Please copy out all of the entries below word for word, leaving out the pictures.

**DATA**
--- START ---

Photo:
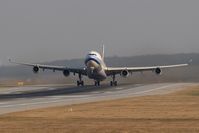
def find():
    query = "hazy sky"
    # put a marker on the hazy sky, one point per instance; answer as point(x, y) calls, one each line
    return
point(45, 30)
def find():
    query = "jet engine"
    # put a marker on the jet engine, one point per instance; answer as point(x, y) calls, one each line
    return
point(35, 69)
point(125, 73)
point(66, 73)
point(158, 71)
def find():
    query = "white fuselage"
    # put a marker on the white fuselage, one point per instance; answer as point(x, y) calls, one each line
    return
point(95, 66)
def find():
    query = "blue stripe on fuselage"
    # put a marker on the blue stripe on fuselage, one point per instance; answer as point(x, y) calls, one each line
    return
point(93, 59)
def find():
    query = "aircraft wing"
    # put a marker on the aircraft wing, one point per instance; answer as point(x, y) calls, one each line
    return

--- END ---

**TASK ANSWER**
Photo:
def find():
    query = "hazy sky"
    # put a marker on the hazy sky, one point per instance; answer as point(x, y) calls, one each line
    return
point(45, 30)
def find():
    query = "jet engine"
    # put a marker on the jet engine, one point per instance; answer as point(x, y) calls, one each line
    return
point(35, 69)
point(125, 73)
point(66, 73)
point(158, 71)
def find():
    query = "white fuselage"
    # put a marker on the white fuselage, one point per instance; answer as point(x, y) calls, one each line
    return
point(95, 66)
def find():
    query = "blue stripe on fuselage"
    # put a marker on the blue stripe on fuselage, one point per instance; answer as point(x, y) calls, one each line
    return
point(93, 59)
def find():
    query = "aircraft wing"
    # put a marker on the aircraft wing, one point per instance; answer as point(x, y) calls, one each line
    return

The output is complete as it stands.